▶ [Votre tâche]
Recopiez toutes ces lignes, consignes comprises, en redimensionnant les coordonnées des points dans les réponses de toutes les entrées. Multipliez chaque coordonnée par 0,5, puis arrondissez à l'entier, les demis vers le haut.

▶ [Données enregistrées]
• • • • • • •
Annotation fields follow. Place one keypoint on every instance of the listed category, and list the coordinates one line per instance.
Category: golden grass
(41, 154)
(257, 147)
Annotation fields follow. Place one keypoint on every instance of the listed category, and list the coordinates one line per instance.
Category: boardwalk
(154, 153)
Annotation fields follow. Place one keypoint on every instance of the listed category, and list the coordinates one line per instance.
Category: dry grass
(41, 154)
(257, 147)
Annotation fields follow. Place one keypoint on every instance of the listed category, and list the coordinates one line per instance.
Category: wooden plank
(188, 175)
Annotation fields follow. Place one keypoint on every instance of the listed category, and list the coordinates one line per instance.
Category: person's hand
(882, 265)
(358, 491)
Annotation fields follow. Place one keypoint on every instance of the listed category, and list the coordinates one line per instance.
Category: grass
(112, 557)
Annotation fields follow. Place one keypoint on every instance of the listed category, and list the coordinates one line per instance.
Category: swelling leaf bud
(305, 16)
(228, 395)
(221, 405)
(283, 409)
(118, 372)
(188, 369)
• • • • • • •
▶ [Réponse attendue]
Annotation fields follow. Place one keypoint on every instance of the listed category, and list the coordinates one line per instance.
Category: golden grass
(21, 77)
(129, 74)
Annotation fields follow. Place one keypoint on every instance of the listed category, and list the coordinates one line per instance.
Category: boardwalk
(77, 77)
Annotation fields follow. Place one keypoint on every instance of the listed category, and list the coordinates one line per instance.
Category: dry grass
(21, 77)
(129, 74)
Annotation fields follow. Place one keypoint on every instance of the listed category, and list the coordinates one line per instance.
Category: wooden plank
(94, 88)
Annotation fields follow. Place one keypoint on every instance of the listed category, and list the coordinates one line per instance.
Category: person's hand
(441, 133)
(179, 246)
Annotation fields follow. Place one keypoint on every instance of the listed category, and list the coordinates one line per instance.
Category: grass
(56, 279)
Annotation fields follow. Place one keypoint on every instance of the listed category, and list the coordinates one line per instance.
Category: swelling leaf bud
(153, 8)
(114, 198)
(111, 203)
(142, 205)
(59, 186)
(94, 185)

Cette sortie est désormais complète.